◆ Prompt A
Decide whether each statement below agrees with the procurement commentary that follows. Answer yes or no for each, and quote the words of the commentary that decide it.
(i) The Council for Native Hawaiian Advancement won the contract in the first round of bidding.
(ii) The public procurement code was adopted by a law in 1993.
(iii) The exemption for the Hawaii Health Systems Corporation was enacted in 2007 as Act 290.
◆ Prompt B
Set down, word for word, the part of the procurement commentary below that opens with the words containing "Under current law, there" and closes with "from these laws.".
◆ Prompt C
Answer these questions from the procurement commentary below, one answer per line.
(i) Who is named as HTA's chief executive?
(ii) Under which HRS section is the exemption for the regional system board of the Hawaii Health Systems Corporation found?
(iii) Who chaired the Senate Committee on Health when the exemption originated there?

◆ Selected extract
Initially, the contract was open for bids, just like Hawaii state procurement law requires. Despite competitive bids put in by other entities, such as the Council for Native Hawaiian Advancement (CNHA), the contract award went to HVCB as usual. CNHA filed a protest, alleging irregularities with the award procedure, and HTA decided to do the process over. At the end of Round Two, HTA awarded the contract to CNHA, and this time it was HVCB‘s turn to file the protest. Days, if not minutes, before our previous governor’s term ended, the head of DBEDT, under which HTA sits, decided to rescind the second procurement.
At this point, the score is: HVCB 1, CNHA1, and taxpayers nil (for those of you who haven’t been following the World Cup, that means zero).
These turns of events did not evade the watchful eyes of the Senate Ways and Means Committee, which held informational briefings on the matter. At one of them, HTA’s chief executive, John De Fries, suggested a simple solution: Give HTA an exemption from state procurement law so it doesn’t have to follow all those burdensome procedures that the law requires.
“You’re going to have to earn something like that,” Senator Donna Mercado Kim, one of the Ways and Means Committee members, was quoted as replying.
That, of course, brings up a new and troubling question: how does an agency “earn“ a procurement code exemption?
There are several reasons why we have a public procurement code. According to the law in 1993 that adopted it, some of the reasons are: (1) ensuring the fair and equitable treatment of all persons from whom our government buys goods or services; (2) fostering public confidence in the integrity of the procurement process; and (3) encouraging broad-based competition.
Obviously, it’s tough to have public confidence in the integrity of the procurement process when the process only applies some of the time.
Under current law, there are only a few agencies explicitly exempt from the procurement code: the regional system board of the Hawaii Health Systems Corporation (HHSC), which runs the state hospitals. That is in HRS section 103D-102(c). This exemption was enacted in 2007, as Act 290 for that year. The exemption seems to have originated with the Senate Committee on Health that year, according to a report from that committee, which at the time was chaired by one Senator David Ige. That committee’s draft of the bill included both an exemption from the state procurement code and an exemption from the tax clearance requirement so that vendors could deal with and receive payment from HHSC whether or not they were in compliance with tax laws. It’s unclear from the bill drafts and committee reports how HHSC merited, or earned, an exemption from these laws.
Maybe one day lawmakers can explain to us how an agency can earn an exemption from the Procurement Code, or perhaps clarify that they misspoke. For now, however, we can rest assured that the idea doesn’t seem to be going anywhere this time.

◆ Data shown
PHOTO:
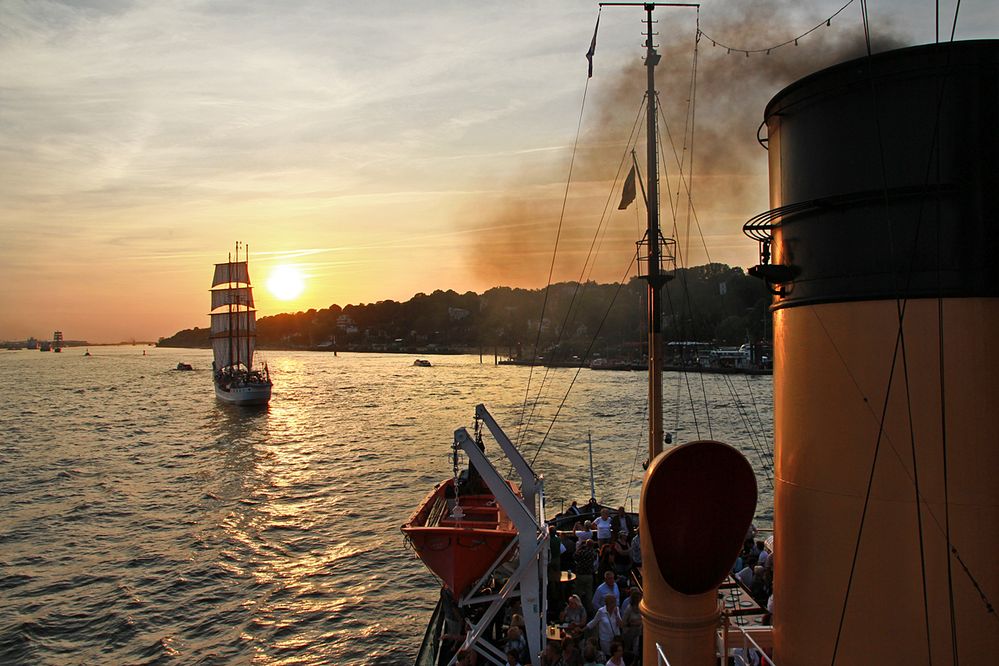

◆ Answer section A
(i) No: "the contract award went to HVCB as usual."
(ii) Yes: "According to the law in 1993 that adopted it"
(iii) Yes: "This exemption was enacted in 2007, as Act 290 for that year."

◆ Answer section B
Under current law, there are only a few agencies explicitly exempt from the procurement code: the regional system board of the Hawaii Health Systems Corporation (HHSC), which runs the state hospitals. That is in HRS section 103D-102(c). This exemption was enacted in 2007, as Act 290 for that year. The exemption seems to have originated with the Senate Committee on Health that year, according to a report from that committee, which at the time was chaired by one Senator David Ige. That committee’s draft of the bill included both an exemption from the state procurement code and an exemption from the tax clearance requirement so that vendors could deal with and receive payment from HHSC whether or not they were in compliance with tax laws. It’s unclear from the bill drafts and committee reports how HHSC merited, or earned, an exemption from these laws.

◆ Answer section C
(i) John De Fries
(ii) HRS section 103D-102(c)
(iii) Senator David Ige